* **Text**:
The build is referenced by a comment in x86/mm/numa.c under init_memory_less_node()
"All zonelists will be built later in start_kernel() after per cpu areas are initialized"

build_zonelists() does the expected building based on SLIT distances.

> 
> > > > Linux will create a small amount of infrastructure to reflect them (more or
> > > > less the same as a memoryless node) and also they will appear in places
> > > > like access0 as a possible initiator of transactions.  It's small stuff,
> > > > but I'd rather the impact on legacy was zero.  
> > >
> > > I'm failing to see that small collision as fatal to the proposal. The
> > > HMAT parsing had a significant bug for multiple kernel releases and no
> > > one noticed. This quirk is minor in comparison.  
> >
> > True, there is a lag in HMAT adoption - though for ACPI tables, not that long
> > (only a couple of years :)
> >  
> > >  
> > > >
> > > > So my gut feeling here is we shouldn't reuse the generic initiator, but
> > > > should invent something new.  Would look similar to GI, but with a different
> > > > ID - to ensure legacy OS ignores it.  
> > >
> > > A new id introduces more problems than it solves. Set aside the ACPICA
> > > thrash, it does not allow a clean identity mapping of a point in a
> > > system topology being both initiator and target. The SRAT does not
> > > need more data structures to convey this information. At most I would
> > > advocate for an OSC bit for the OS to opt into allowing this new usage
> > > in the HMAT, but that still feels like overkill absent a clear
> > > regression in legacy environments.  
> >
> > OSC for this case doesn't work. You can't necessarily evaluate it
> > early enough in the boot - in Linux the node setup is before AML parsing
> > comes up.  HMAT is evaluated a lot later, but SRAT is too early.  + in theory
> > another OS is allowed to evaluate HMAT before OSC is available.  
> 
> The Linux node setup for online memory is before OSC parsing, but
> there's nothing to "online" with a GI/GT entry. Also, if this was a
> problem, it would already be impacting the OS today because this
> proposal only changes HMAT, not SRAT.

It is not just changing HMAT - you've just redefined the meaning of a GI
which is an entry in SRAT.  So there may be impacts in early boot..
None of them are fatal as far as I can see, but they are undesirable
(in the sense that they are pointless for this new use).

> Lastly there *is* an OSC bit for
> GI, so either that's vestigial and needs to be removed, or OSC is
> relevant for this case.

No. The GI OSC bit has a very specific purpose and is absolutely necessary.

Labeled-object pointing entries:

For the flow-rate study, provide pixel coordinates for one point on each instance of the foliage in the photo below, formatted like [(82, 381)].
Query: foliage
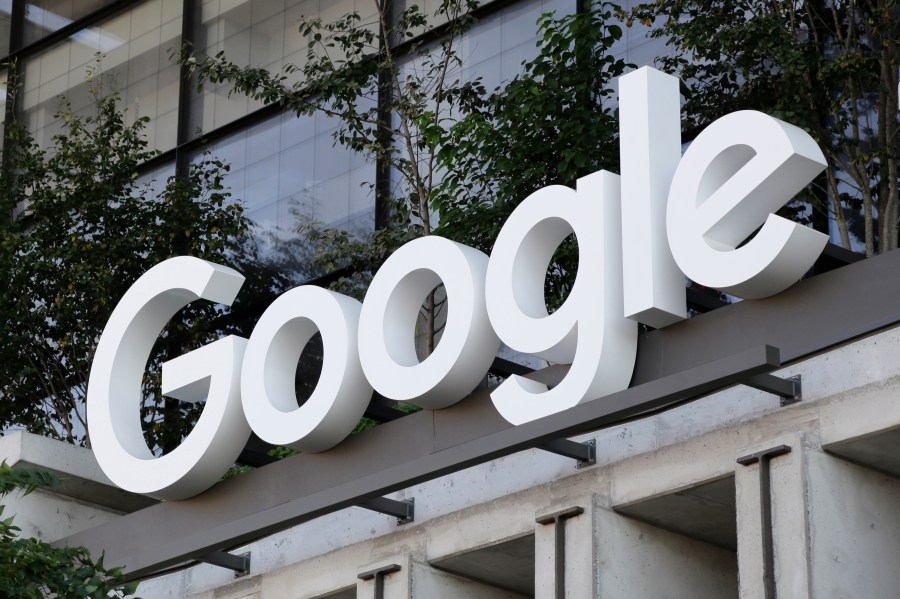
[(550, 125), (828, 67), (33, 569), (80, 227), (390, 106)]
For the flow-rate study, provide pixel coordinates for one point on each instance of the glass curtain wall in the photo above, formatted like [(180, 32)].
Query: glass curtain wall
[(287, 171), (127, 54)]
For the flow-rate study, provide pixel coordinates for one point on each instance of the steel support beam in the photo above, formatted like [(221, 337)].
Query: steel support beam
[(404, 510), (790, 390), (239, 563), (377, 575), (584, 453)]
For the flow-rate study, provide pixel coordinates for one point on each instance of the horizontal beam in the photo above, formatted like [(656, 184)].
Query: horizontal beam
[(585, 453), (674, 365), (403, 510), (790, 389), (379, 461), (240, 564)]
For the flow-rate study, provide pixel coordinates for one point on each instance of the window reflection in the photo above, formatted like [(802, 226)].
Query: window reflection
[(287, 173), (260, 34), (130, 53)]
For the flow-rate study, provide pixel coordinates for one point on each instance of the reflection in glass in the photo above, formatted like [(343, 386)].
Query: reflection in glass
[(128, 54), (43, 17), (260, 34)]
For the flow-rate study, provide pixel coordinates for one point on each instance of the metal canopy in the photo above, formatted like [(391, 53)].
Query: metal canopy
[(674, 365)]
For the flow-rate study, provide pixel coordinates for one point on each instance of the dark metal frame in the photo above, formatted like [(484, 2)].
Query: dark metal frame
[(377, 575), (558, 520), (765, 502)]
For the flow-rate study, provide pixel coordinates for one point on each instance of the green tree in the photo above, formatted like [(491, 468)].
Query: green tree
[(553, 123), (80, 227), (390, 106), (33, 569), (828, 67)]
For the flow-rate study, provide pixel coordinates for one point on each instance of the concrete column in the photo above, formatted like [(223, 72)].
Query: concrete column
[(564, 532), (789, 524), (854, 517)]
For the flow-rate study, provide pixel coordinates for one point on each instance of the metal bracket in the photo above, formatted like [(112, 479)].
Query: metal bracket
[(378, 575), (790, 390), (240, 563), (585, 453), (404, 511)]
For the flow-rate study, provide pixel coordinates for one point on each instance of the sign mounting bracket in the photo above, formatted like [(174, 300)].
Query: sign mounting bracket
[(404, 510), (584, 453), (790, 389)]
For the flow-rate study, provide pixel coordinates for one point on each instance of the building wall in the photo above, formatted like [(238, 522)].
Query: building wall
[(667, 510)]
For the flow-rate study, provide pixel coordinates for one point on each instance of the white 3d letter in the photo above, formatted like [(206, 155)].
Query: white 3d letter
[(589, 330), (649, 148), (114, 391), (738, 171), (387, 324), (270, 365)]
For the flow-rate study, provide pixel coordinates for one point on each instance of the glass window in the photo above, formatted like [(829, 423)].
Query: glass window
[(43, 17), (495, 48), (260, 33), (128, 54), (287, 172)]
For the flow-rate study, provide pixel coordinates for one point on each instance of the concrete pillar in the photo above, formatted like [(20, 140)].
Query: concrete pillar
[(854, 518), (834, 526), (564, 532), (789, 525)]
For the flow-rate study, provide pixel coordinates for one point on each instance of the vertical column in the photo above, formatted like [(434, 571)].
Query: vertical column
[(772, 517), (564, 551), (190, 25)]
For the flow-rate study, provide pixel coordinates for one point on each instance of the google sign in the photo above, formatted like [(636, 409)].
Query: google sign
[(638, 233)]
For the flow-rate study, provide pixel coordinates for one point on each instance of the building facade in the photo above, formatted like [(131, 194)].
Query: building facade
[(754, 474)]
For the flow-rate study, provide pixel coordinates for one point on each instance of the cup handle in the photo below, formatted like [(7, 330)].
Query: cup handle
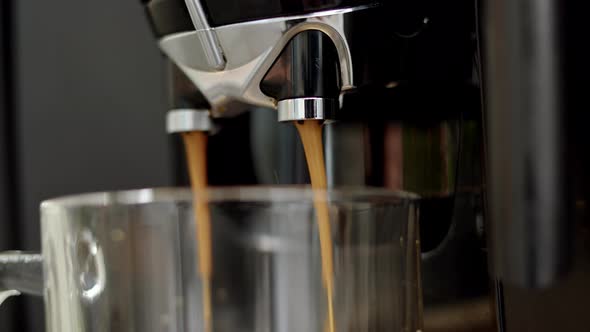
[(20, 272)]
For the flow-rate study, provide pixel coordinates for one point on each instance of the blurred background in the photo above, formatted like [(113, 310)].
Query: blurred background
[(82, 106)]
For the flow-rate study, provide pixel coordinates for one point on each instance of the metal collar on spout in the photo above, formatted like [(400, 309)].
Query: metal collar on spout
[(187, 120), (307, 109)]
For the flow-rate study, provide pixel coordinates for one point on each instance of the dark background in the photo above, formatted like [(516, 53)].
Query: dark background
[(82, 105)]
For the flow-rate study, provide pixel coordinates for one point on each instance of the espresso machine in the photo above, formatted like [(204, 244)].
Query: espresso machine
[(461, 103), (398, 86)]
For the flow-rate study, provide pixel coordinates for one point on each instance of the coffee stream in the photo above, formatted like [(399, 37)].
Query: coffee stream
[(195, 144), (196, 152), (310, 132)]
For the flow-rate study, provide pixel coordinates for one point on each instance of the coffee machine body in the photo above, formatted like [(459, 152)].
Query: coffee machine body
[(401, 80)]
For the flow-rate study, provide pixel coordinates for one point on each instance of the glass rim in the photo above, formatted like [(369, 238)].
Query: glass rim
[(246, 194)]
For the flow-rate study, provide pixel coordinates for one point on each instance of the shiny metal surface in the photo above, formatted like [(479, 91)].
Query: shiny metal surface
[(186, 120), (126, 261), (530, 216), (207, 36), (307, 109), (250, 50)]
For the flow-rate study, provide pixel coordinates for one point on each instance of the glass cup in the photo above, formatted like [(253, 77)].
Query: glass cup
[(127, 261)]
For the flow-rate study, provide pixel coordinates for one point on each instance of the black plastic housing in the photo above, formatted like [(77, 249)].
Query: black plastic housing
[(307, 67)]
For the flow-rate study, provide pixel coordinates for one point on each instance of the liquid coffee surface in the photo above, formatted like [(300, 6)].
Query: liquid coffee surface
[(310, 133)]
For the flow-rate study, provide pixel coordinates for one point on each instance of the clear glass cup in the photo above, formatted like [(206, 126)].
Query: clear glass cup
[(127, 261)]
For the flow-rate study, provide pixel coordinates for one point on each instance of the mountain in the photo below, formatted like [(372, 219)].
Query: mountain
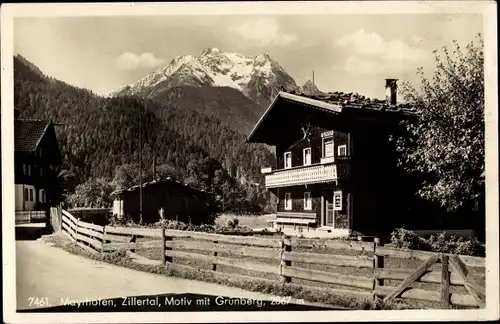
[(100, 138), (30, 70), (309, 89)]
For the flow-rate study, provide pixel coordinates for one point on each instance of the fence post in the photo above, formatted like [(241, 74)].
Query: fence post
[(76, 230), (286, 246), (168, 259), (103, 238), (445, 282), (214, 253), (378, 263)]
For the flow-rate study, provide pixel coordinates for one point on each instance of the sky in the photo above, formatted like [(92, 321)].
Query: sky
[(351, 53)]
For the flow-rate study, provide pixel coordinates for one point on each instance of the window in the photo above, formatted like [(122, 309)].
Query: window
[(288, 201), (328, 147), (288, 160), (307, 201), (337, 200), (307, 156), (342, 150)]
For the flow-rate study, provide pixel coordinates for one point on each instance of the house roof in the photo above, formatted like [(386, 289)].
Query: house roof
[(157, 181), (28, 133), (334, 103)]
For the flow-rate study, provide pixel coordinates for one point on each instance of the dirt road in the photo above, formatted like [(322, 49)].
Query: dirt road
[(49, 275)]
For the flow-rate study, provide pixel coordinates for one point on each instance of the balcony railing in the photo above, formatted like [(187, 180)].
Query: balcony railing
[(302, 175)]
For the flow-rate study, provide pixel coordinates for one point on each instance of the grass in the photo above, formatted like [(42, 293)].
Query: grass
[(269, 282), (250, 221), (261, 285)]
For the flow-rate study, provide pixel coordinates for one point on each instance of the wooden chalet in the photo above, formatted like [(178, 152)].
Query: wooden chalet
[(336, 167), (179, 202), (36, 158)]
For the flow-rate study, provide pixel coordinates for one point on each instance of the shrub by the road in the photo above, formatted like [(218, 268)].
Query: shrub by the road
[(121, 258), (406, 239)]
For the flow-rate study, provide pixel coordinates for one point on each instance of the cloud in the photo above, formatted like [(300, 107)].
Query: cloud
[(370, 53), (264, 31), (131, 61)]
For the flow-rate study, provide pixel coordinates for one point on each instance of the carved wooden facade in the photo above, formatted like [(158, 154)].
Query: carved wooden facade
[(336, 167)]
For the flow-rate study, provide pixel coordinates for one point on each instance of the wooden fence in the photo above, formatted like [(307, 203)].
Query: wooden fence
[(29, 216), (287, 254)]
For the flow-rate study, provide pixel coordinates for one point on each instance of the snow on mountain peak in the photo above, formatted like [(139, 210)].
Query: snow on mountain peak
[(217, 69)]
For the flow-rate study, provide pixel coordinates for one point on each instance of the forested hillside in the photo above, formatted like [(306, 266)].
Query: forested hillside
[(99, 139)]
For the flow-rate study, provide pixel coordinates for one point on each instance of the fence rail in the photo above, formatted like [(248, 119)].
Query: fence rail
[(287, 259), (28, 216)]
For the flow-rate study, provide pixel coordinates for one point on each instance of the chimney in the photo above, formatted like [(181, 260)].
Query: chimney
[(391, 89)]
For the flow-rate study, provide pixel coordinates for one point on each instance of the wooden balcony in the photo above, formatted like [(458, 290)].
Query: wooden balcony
[(307, 174)]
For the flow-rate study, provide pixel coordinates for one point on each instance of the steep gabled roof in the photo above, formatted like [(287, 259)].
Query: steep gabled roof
[(28, 133), (157, 181)]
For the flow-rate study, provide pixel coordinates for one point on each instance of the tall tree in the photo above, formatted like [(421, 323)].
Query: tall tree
[(446, 144)]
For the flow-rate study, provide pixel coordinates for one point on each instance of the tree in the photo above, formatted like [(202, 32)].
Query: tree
[(446, 143)]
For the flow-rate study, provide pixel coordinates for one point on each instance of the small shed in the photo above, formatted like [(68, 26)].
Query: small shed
[(179, 202)]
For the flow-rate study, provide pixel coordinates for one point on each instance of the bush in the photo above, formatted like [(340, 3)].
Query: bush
[(233, 223), (402, 238)]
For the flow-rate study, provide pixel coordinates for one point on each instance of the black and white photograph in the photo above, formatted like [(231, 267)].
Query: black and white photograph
[(249, 161)]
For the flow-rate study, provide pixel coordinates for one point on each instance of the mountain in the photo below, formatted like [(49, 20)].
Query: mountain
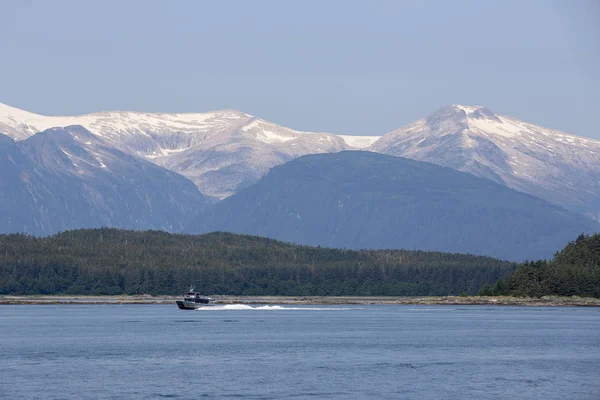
[(367, 200), (219, 151), (64, 178), (561, 168)]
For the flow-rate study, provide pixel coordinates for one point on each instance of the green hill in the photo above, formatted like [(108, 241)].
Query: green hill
[(573, 271), (112, 261)]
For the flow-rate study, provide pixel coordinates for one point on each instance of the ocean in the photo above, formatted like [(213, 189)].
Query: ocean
[(299, 352)]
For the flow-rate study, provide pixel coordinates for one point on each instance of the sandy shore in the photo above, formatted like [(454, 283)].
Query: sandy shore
[(552, 301)]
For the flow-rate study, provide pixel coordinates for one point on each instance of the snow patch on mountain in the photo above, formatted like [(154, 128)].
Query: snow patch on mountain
[(220, 151), (559, 167)]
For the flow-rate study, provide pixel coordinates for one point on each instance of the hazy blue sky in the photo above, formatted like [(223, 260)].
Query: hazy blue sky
[(343, 67)]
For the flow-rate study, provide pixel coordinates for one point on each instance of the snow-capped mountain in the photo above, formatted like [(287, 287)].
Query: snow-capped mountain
[(68, 178), (219, 151), (561, 168)]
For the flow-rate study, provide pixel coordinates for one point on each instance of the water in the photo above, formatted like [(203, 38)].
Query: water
[(281, 352)]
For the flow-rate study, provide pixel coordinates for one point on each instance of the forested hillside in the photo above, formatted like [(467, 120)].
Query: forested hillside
[(574, 271), (112, 261)]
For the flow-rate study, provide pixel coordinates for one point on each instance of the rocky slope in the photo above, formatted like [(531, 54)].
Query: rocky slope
[(219, 151), (362, 200), (561, 168), (65, 178)]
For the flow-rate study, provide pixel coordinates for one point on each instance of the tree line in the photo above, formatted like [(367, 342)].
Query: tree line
[(574, 271), (113, 261)]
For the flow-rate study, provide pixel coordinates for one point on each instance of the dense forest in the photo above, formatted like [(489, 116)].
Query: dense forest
[(573, 271), (112, 261)]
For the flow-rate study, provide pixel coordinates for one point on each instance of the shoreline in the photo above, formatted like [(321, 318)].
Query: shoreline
[(546, 301)]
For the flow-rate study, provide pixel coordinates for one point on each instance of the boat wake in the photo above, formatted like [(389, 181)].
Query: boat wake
[(244, 307)]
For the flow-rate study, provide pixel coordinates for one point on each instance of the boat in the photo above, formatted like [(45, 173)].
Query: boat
[(192, 301)]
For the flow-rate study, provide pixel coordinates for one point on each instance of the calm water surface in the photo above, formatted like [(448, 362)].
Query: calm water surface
[(367, 352)]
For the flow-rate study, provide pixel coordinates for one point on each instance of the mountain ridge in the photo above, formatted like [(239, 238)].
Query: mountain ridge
[(559, 167), (64, 178), (359, 199)]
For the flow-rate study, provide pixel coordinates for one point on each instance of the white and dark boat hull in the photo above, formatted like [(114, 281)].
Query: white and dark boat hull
[(188, 305)]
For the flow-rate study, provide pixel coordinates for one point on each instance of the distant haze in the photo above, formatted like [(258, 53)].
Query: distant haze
[(356, 68)]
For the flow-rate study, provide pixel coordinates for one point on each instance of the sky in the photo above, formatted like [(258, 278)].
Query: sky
[(346, 67)]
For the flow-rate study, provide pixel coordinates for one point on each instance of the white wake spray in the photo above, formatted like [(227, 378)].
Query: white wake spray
[(243, 307)]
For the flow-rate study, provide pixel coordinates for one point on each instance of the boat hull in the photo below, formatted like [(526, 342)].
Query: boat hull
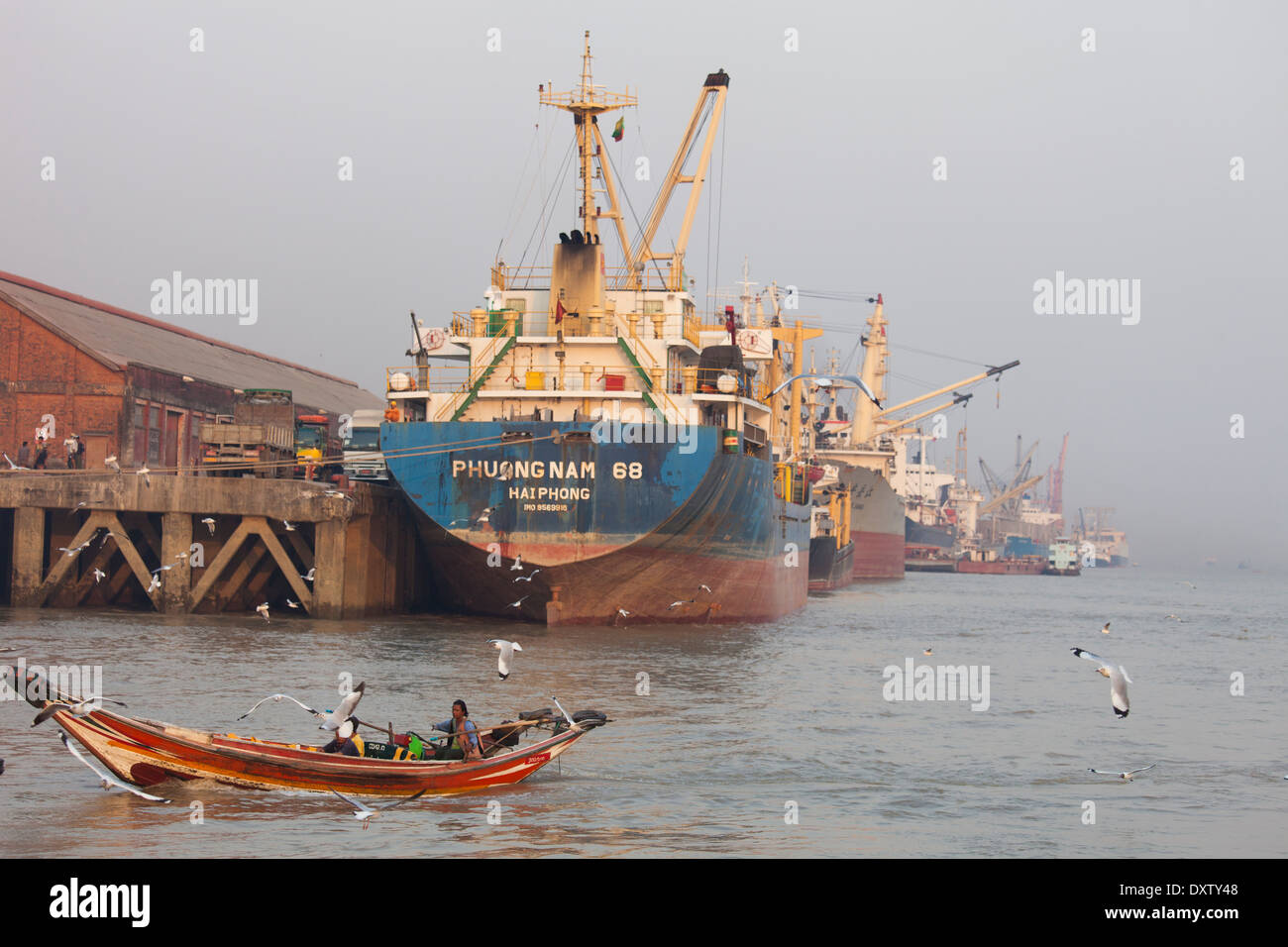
[(147, 753), (595, 534)]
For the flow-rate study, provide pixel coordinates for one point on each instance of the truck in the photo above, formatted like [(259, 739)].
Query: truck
[(362, 457), (258, 440)]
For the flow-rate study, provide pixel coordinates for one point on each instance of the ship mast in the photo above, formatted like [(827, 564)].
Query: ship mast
[(587, 103)]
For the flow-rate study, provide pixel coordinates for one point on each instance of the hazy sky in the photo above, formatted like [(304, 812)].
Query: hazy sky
[(1106, 163)]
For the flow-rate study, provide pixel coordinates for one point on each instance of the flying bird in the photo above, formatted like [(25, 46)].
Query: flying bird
[(1122, 776), (107, 780), (1119, 681), (347, 706), (364, 813), (506, 648), (278, 698)]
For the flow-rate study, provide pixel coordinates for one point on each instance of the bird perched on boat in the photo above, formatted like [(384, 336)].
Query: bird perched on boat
[(278, 698), (365, 813), (1119, 681), (346, 710), (506, 648), (1126, 776), (828, 381), (107, 780)]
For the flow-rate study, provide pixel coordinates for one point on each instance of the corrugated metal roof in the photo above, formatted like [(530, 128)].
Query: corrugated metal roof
[(125, 338)]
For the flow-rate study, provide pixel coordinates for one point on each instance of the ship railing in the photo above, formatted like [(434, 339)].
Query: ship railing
[(425, 377)]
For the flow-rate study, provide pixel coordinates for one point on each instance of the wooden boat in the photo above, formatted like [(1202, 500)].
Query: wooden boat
[(146, 753)]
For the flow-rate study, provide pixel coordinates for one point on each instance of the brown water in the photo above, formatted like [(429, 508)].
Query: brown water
[(737, 724)]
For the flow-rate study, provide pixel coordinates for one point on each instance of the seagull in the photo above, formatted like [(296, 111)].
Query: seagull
[(278, 698), (1119, 681), (107, 779), (828, 381), (1122, 776), (347, 706), (362, 812), (506, 648)]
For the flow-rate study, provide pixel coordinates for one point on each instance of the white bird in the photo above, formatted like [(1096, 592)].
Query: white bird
[(1122, 776), (506, 648), (1119, 681), (828, 381), (278, 698), (107, 779), (364, 813), (347, 706)]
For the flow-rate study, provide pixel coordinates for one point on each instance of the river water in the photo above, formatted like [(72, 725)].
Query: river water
[(756, 740)]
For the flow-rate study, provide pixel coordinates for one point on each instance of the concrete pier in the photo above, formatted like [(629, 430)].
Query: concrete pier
[(97, 539)]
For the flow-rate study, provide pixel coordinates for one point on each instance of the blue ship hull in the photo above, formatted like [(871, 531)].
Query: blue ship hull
[(585, 532)]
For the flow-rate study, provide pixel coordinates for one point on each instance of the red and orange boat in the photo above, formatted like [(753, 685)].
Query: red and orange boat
[(146, 753)]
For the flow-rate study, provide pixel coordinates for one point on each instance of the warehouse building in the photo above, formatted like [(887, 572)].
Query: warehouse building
[(128, 384)]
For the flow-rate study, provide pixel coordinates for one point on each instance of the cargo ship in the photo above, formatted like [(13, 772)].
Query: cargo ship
[(604, 454)]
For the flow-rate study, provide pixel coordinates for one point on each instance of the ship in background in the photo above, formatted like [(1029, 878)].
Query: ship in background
[(608, 457)]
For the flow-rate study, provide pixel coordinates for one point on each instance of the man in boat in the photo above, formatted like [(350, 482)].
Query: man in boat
[(458, 724), (347, 741)]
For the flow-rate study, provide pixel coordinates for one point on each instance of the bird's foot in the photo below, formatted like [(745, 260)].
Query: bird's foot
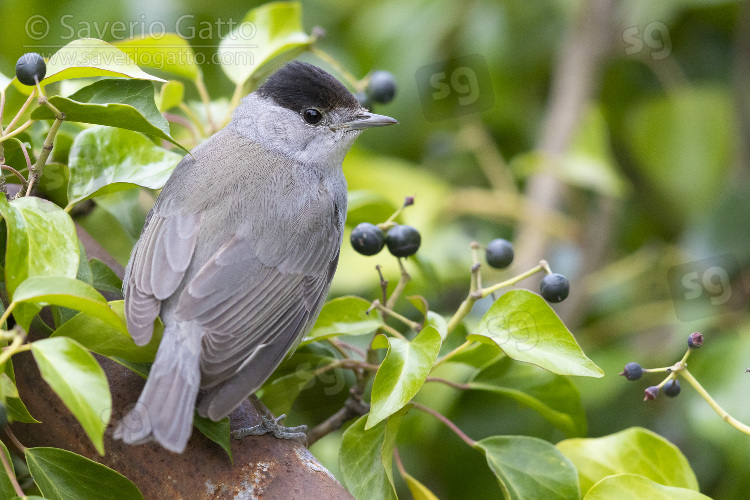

* **Requests**:
A. In the generic initiator discussion, which function builds the zonelists based on SLIT distances?
B. Continue the generic initiator discussion, picking up right after its final sentence.
The listing has nothing to do with the generic initiator discussion.

* **Responses in order**:
A. build_zonelists()

B.
It's not about presenting GI in SRAT.  We can always present GI in SRAT
irrespective of whether the OS has a clue what it is because an OS is guaranteed
to not take any notice of entries it doesn't understand. (anything else is
just a bug). Note that in this proposal the issue is the OS 'thinks' it understands
the node, but is wrong...

The GI OSC is to allow DSDT _PXM entries to be modified (which are AML obviously
so can be modified based on _OSC).  Thus if we don't support GI we can move
the apparent location of the initiator to the best node of a type we do support.
(it also worked around Linux crashing if you supplied a _PXM for a proximity
 domain it didn't now about).

Similar case doesn't apply here because what we'd need to modify if the OS
didn't understand this new usecase would be static tables, not AML.

> 
> >  
> > > The fact that hardly anyone is
> > > using HMAT (as indicated by the bug I mentioned) gives me confidence
> > > that perfection is more "enemy of the good" than required here.  
> >
> > How about taking this another way
> >
> > 1) Assume that the costs of 'false' GI nodes on legacy system as a result
> >    of this is minor - so just live with it.  (probably true, but as ever
> >    need to confirm with other OS)
> >
> > 2) Try to remove the cost of pointless infrastructure on 'aware' kernels.
> >    Add a flag to the GI entry to say it's a bridge and not expected to,
> >    in of itself, represent an initiator or a target.
> >    In Linux we then don't create the node intrastructure etc or assign
> >    any devices to have the non existent NUMA node.
> >
> > The information is still there to combine with device info (CDAT) etc
> > and build what we eventually want in the way of a representation of
> > the topology that Linux can use.
> >
> > Now we just have the 'small' problem of figuring out how actually implement
> > hotplugging of NUMA nodes.  
> 
> I think it's tiny. Just pad the "possible" nodes past what SRAT enumerates.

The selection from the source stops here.